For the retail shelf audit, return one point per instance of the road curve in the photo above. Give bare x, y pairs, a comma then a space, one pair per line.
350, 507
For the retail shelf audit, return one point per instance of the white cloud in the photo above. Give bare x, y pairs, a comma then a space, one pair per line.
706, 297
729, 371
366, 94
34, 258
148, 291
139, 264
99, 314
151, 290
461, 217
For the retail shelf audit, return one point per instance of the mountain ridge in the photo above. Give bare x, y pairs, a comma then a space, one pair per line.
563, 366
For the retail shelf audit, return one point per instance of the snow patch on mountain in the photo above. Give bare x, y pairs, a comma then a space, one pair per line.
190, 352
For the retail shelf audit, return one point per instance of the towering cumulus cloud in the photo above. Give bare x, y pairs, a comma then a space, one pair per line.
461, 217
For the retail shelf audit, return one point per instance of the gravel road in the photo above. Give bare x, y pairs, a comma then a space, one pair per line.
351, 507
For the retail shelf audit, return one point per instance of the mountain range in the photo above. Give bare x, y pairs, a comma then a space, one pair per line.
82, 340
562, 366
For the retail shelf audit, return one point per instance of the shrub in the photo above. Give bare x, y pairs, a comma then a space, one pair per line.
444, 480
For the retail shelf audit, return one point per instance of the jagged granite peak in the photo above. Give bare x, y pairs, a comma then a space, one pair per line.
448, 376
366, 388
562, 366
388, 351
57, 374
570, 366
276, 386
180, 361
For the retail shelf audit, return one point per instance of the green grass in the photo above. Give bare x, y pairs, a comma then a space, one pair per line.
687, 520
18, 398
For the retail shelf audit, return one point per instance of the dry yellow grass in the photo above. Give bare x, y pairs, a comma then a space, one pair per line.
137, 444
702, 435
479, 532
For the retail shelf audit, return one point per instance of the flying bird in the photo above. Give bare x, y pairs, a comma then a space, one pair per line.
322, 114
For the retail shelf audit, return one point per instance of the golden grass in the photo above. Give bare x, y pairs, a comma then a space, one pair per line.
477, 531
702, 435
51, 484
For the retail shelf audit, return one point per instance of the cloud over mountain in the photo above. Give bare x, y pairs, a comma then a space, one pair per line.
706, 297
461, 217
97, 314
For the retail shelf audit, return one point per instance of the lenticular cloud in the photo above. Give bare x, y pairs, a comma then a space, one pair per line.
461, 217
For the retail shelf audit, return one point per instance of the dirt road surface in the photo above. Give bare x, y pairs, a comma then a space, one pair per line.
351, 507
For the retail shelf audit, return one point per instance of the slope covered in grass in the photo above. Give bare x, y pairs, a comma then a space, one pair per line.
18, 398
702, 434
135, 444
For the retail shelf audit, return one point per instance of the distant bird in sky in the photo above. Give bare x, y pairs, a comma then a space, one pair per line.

========

Exercise brief
Every record above should be copied exactly.

Complete response
For the retail shelf audit, return one point per instance of the road curve in the photo above. Give bare x, y pairs, a comma then a space, one pair per line.
350, 507
For the retail shelf audit, return one point per instance of the white cloud in the photo above. Give bare x, y pairs, a comma then a space, one pair per line.
706, 297
729, 371
366, 94
34, 258
148, 291
139, 264
99, 314
151, 290
461, 217
For the retail shelf audit, return one point per instance of the mountain ridge in the photo above. Give bare x, y pairs, a comma then a space, one pair per line.
563, 366
For the retail shelf audit, return one point per instance of the snow patch on mountain in the photo above. Give bare x, y pairs, a comma then a space, one pair per line.
190, 352
For the retail shelf audit, return one point per instance of the towering cumulus cloud in the photo above. Give bare x, y pairs, a comma then a space, one pair per line.
461, 217
For the retail shelf audit, return one point per instance of the gravel road in the photo above. Give bare x, y pairs, a comma then a space, one pair per line.
351, 507
For the retail shelf audit, return one point per instance of the mountain range in the photo above. Give bare x, y pairs, a comma then a space, one pair per line.
82, 340
562, 366
For the retail shelf audit, return one point per instance of the shrub in the photo above. Give bare x, y pairs, a comma then a space, one pair per line.
444, 480
For the retail shelf audit, return one point per instance of the jagged granite peak in the photo above. Give bare x, y pairs, a comma then a space, one pair per line.
448, 376
366, 388
562, 366
388, 351
57, 374
570, 366
276, 386
180, 361
For the retail shelf audit, return one point per instance of the green grass in the photo above. Give bare x, y pairs, a comma then a space, one pair per line.
687, 520
18, 398
For the retail shelf audit, return one point per instance of the dry yellow grass in the photo above. Give bare x, y pairs, a comma then a space, one pair per line.
137, 444
702, 435
479, 532
For the retail shelf audit, return one point per instance of the flying bird in the photo above. Give bare x, y pairs, a comma then a space, one pair per line.
322, 114
For the retail shelf audit, return one point per instance of the golden grass in the photo above. Give bare x, y pairs, a comma then a space, one pair per line.
477, 531
702, 435
51, 484
For the retail shelf audit, return one point per instance of the cloud over mountain in the photo above. Give bare x, y pairs, a comma then a space, one pair per line.
706, 297
461, 217
97, 314
For the retail shelf audit, return one point per instance of the lenticular cloud in the photo above. Give bare x, y pairs, a comma then a space, one pair per line.
461, 217
For the retail shelf audit, return one point per instance of the dirt road surface in the photo above. Give bare x, y pairs, a comma then a space, one pair per line.
351, 507
For the retail shelf audit, return one point per instance of the slope covered in grass in the photo above. Give bare x, y pairs, a comma then a space, one pair per line.
18, 398
702, 434
135, 444
For the retail shelf audit, return one point per instance of the distant bird in sky in the photo above. Give bare x, y pairs, a comma then a space, one pair per line.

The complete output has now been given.